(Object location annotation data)
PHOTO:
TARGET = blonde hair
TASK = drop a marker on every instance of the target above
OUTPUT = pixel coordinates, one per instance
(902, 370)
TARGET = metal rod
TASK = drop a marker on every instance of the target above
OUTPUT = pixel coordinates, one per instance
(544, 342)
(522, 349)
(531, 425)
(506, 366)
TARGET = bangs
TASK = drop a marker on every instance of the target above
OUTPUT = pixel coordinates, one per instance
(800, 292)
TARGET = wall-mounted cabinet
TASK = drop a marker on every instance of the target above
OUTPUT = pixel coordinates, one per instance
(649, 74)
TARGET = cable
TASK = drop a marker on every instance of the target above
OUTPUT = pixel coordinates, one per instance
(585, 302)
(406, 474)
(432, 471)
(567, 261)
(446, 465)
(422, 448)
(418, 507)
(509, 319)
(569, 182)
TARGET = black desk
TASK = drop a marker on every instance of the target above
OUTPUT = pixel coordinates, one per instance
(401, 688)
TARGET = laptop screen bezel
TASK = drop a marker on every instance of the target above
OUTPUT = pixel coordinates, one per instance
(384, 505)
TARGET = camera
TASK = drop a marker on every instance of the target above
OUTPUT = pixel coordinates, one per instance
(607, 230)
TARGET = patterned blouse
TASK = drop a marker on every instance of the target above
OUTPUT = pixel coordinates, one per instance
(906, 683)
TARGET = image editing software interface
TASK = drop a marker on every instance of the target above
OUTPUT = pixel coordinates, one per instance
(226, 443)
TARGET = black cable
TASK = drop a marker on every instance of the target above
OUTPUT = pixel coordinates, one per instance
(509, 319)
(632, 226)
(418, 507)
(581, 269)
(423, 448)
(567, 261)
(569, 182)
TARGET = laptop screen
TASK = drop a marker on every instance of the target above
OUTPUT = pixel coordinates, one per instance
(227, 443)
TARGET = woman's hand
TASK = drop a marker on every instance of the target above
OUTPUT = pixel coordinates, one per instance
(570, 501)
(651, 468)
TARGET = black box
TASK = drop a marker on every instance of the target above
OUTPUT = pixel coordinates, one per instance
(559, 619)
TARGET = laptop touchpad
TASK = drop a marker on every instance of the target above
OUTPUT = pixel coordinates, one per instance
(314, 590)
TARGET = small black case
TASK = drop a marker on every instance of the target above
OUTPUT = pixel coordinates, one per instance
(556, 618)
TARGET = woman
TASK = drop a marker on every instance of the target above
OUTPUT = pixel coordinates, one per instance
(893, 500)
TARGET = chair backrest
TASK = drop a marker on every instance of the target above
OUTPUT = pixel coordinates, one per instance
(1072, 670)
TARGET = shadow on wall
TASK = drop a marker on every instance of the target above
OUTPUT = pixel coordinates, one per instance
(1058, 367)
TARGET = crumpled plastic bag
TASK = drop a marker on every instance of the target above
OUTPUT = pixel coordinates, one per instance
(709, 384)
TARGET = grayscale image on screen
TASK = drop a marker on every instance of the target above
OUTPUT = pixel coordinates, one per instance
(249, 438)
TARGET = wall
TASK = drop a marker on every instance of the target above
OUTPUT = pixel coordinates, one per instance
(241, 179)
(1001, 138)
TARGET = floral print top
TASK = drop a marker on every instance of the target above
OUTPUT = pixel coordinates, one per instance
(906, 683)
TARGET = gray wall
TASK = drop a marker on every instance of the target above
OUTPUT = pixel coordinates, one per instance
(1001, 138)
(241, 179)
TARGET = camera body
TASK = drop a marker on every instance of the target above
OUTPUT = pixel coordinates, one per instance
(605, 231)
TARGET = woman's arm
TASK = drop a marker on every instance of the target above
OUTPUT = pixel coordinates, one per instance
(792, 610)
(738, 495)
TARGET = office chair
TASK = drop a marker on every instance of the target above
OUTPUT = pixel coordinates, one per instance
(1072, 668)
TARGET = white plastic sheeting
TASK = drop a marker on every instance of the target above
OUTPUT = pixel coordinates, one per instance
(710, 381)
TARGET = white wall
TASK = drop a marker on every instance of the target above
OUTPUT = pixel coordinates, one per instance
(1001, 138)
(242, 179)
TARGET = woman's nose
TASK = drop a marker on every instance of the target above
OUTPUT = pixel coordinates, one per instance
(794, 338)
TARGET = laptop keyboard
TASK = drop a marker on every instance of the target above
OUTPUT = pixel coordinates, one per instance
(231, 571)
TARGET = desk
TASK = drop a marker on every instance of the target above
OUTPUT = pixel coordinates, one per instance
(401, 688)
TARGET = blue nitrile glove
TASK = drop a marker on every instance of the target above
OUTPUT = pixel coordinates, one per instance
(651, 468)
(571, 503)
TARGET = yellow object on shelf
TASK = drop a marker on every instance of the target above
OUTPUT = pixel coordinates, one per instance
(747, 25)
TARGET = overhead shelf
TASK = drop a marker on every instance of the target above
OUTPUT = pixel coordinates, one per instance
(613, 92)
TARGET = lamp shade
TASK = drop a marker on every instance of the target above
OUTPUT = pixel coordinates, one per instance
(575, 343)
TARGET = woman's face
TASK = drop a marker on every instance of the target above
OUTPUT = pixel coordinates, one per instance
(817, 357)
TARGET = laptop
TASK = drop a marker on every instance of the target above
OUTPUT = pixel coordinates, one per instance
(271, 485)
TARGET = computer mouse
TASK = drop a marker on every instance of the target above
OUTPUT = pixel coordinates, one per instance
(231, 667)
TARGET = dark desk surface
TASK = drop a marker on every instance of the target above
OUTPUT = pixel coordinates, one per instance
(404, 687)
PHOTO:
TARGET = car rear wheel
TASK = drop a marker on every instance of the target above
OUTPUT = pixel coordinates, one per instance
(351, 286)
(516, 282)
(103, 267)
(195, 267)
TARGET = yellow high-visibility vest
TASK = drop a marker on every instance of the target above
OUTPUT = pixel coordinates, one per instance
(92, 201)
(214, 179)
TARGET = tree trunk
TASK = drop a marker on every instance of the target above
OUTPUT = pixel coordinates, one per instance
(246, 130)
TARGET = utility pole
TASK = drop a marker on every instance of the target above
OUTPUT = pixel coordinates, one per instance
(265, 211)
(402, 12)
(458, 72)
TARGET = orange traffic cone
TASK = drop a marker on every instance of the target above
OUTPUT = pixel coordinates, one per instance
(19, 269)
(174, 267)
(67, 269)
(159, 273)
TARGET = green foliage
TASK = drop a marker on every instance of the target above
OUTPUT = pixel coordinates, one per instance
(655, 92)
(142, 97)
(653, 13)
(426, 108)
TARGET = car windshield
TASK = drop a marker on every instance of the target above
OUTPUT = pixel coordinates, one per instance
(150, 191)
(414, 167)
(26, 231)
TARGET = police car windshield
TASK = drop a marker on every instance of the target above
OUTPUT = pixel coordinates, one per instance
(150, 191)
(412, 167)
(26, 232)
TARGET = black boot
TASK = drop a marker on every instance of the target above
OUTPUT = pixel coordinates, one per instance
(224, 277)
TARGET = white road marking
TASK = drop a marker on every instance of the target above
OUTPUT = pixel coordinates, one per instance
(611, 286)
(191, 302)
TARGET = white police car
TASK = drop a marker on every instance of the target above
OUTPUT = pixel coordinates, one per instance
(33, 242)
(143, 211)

◆ What you are asked to do:
Every entry must be output again, exactly as written above.

◆ Task response:
PHOTO:
TARGET = blonde hair
TASK = drop a marker on every instance of the target above
OUTPUT = pixel coordinates, one per instance
(902, 370)
TARGET = metal rod
TASK = drop a marker on every instance of the target above
OUTPUT = pixel coordinates, one per instance
(544, 342)
(522, 349)
(531, 425)
(506, 366)
TARGET = bangs
TASK = drop a marker on every instance of the target above
OUTPUT = pixel coordinates, one per instance
(800, 292)
TARGET = wall-mounted cabinet
TASK = drop a marker on every instance of the target above
OUTPUT = pixel coordinates, one per instance
(649, 74)
TARGET = cable
TASK = drop a marker on every instance of the target above
OUTPUT = pixel coordinates, one per instance
(585, 302)
(406, 474)
(432, 471)
(567, 261)
(446, 465)
(422, 448)
(418, 507)
(509, 319)
(569, 182)
TARGET = black desk
TASK = drop a marker on every instance of the target above
OUTPUT = pixel coordinates, one per instance
(401, 688)
TARGET = laptop screen bezel
TASK = drop a marker on every instance of the target above
OUTPUT = pixel coordinates, one per instance
(384, 505)
TARGET = camera
TASK = drop a marker on every instance of the target above
OUTPUT = pixel coordinates, one per instance
(607, 230)
TARGET = patterned blouse
TASK = drop a marker on every instance of the target above
OUTPUT = pixel coordinates, one per instance
(906, 683)
TARGET = image editing software interface
TASK = drop a marker on every instance of the target above
OUTPUT = pixel coordinates, one per instance
(226, 443)
TARGET = black cable
TASK = drop a marker on every instance of the target above
OUTPUT = pixel coordinates, one per instance
(509, 319)
(632, 226)
(418, 507)
(581, 269)
(423, 448)
(567, 261)
(569, 182)
TARGET = laptop screen
TASK = drop a marker on every instance of the target above
OUTPUT = pixel coordinates, one per instance
(227, 443)
TARGET = woman's hand
TASK = drop a marker on every instance of the target above
OUTPUT = pixel coordinates, one per instance
(570, 501)
(651, 468)
TARGET = black box
TASK = drop a marker on every instance of the target above
OUTPUT = pixel coordinates, one per instance
(559, 619)
TARGET = laptop touchpad
TASK = drop a marker on every instance of the target above
OUTPUT = pixel coordinates, one per instance
(314, 590)
TARGET = small black case
TASK = drop a marker on every instance of the target above
OUTPUT = pixel coordinates, one per instance
(556, 618)
TARGET = woman
TASK = drop a marker on every instance of the target above
OUTPUT = pixel coordinates, one per instance
(893, 500)
TARGET = chair backrest
TASK = drop a marker on every instance of the target above
OUTPUT = pixel coordinates, one per instance
(1072, 670)
TARGET = shadow on wall
TASK = drop a marker on every instance of the target above
OUTPUT = pixel coordinates, one per instance
(1058, 367)
TARGET = crumpled plastic bag
TASK = drop a marker on every instance of the target above
OUTPUT = pixel coordinates, one per instance
(709, 384)
TARGET = grayscale image on screen
TASK = drop a marker on every instance of the target above
OUTPUT = pixel coordinates, one per instance
(249, 438)
TARGET = wall
TASK = drop a marker on every instance of the target above
OUTPUT = pixel coordinates, one per instance
(241, 179)
(1001, 138)
TARGET = floral print top
TASK = drop a marker on every instance of the target above
OUTPUT = pixel coordinates, one per instance
(906, 683)
TARGET = gray wall
TASK = drop a marker on every instance of the target above
OUTPUT = pixel coordinates, one per instance
(1001, 138)
(241, 179)
TARGET = camera body
TASK = drop a marker on every instance of the target above
OUTPUT = pixel coordinates, one per instance
(605, 231)
TARGET = woman's arm
TASK = drop a marker on every instance of the target above
OUTPUT = pixel coordinates, one per instance
(792, 610)
(738, 495)
TARGET = office chair
TASK = drop a marker on every instance of the target above
OUTPUT = pixel coordinates, one per instance
(1072, 668)
TARGET = white plastic sheeting
TASK = drop a marker on every instance of the target above
OUTPUT = pixel coordinates, one per instance
(710, 381)
TARGET = white wall
TASK = drop a marker on every instance of the target above
OUTPUT = pixel coordinates, one per instance
(1001, 138)
(242, 179)
TARGET = woman's nose
TASK = drop a marker on every instance of the target above
OUTPUT = pixel coordinates, one per instance
(794, 338)
TARGET = laptop keyboard
TASK = drop a marker on every instance of the target above
OUTPUT = pixel coordinates, one per instance
(231, 571)
TARGET = desk
TASK = drop a marker on every instance of the target above
OUTPUT = pixel coordinates, one per instance
(401, 688)
TARGET = blue nitrile glove
TASK = drop a marker on every instance of the target above
OUTPUT = pixel coordinates, one per instance
(651, 468)
(571, 503)
TARGET = yellow object on shelf
TASK = drop a marker on every instance of the target above
OUTPUT = pixel coordinates, one per instance
(747, 25)
TARGET = overhead shelf
TASK = drop a marker on every instance of the target above
OUTPUT = pixel coordinates, one per instance
(613, 92)
TARGET = lamp shade
TASK = drop a marker on every instance of the target above
OUTPUT = pixel coordinates, one per instance
(575, 343)
TARGET = woman's face
TASK = drop a marker on every instance of the target above
OUTPUT = pixel coordinates, one per instance
(817, 357)
TARGET = laptop
TASK = drop a marker on every instance of the target above
OUTPUT = pixel coordinates, one per instance
(271, 485)
TARGET = computer mouse
TASK = drop a marker on every instance of the target above
OUTPUT = pixel coordinates, one per instance
(231, 667)
TARGET = dark desk surface
TASK = drop a marker on every instance of the target above
OUTPUT = pixel coordinates, one per instance
(404, 687)
PHOTO:
TARGET = car rear wheel
TASK = drop a marker on every instance of the target above
OUTPUT = pixel coordinates, one per instance
(351, 286)
(516, 282)
(103, 267)
(195, 267)
TARGET = yellow high-visibility vest
TASK = drop a marker on every instance of the target above
OUTPUT = pixel coordinates, one per instance
(92, 201)
(214, 179)
TARGET = tree trunk
TASK = drop a marker on every instance of the target above
OUTPUT = pixel coordinates, one per instance
(246, 130)
TARGET = utility pole
TASK = drop a marker on every instance of the target above
OUTPUT = pixel coordinates, one per instance
(265, 211)
(402, 12)
(458, 72)
TARGET = orange traffic cone
TASK = drop a marker on every instance of the target above
OUTPUT = pixel coordinates, one per instance
(19, 269)
(174, 267)
(67, 269)
(159, 273)
TARGET = green foliage
TASK = drop a marker on every instance of the target above
OUTPUT = pixel coordinates, one per instance
(655, 92)
(142, 97)
(653, 13)
(426, 108)
TARGET = car windshield
TASK = drop a marker on every instance of the target above
OUTPUT = pixel coordinates, one per instance
(150, 191)
(414, 167)
(26, 231)
TARGET = police car windshield
TASK = drop a marker on every instance of the target above
OUTPUT = pixel coordinates, one per instance
(150, 191)
(412, 167)
(26, 232)
TARGET = black boot
TASK = drop a marker on every instance of the target above
OUTPUT = pixel coordinates, one per instance
(224, 277)
TARGET = white road marking
TASK = drop a marker on every instance of the target above
OUTPUT = pixel coordinates, one per instance
(611, 286)
(191, 302)
TARGET = white police car
TASK = drop a marker on every instance of the target above
OUTPUT = pixel coordinates, one per instance
(33, 242)
(143, 211)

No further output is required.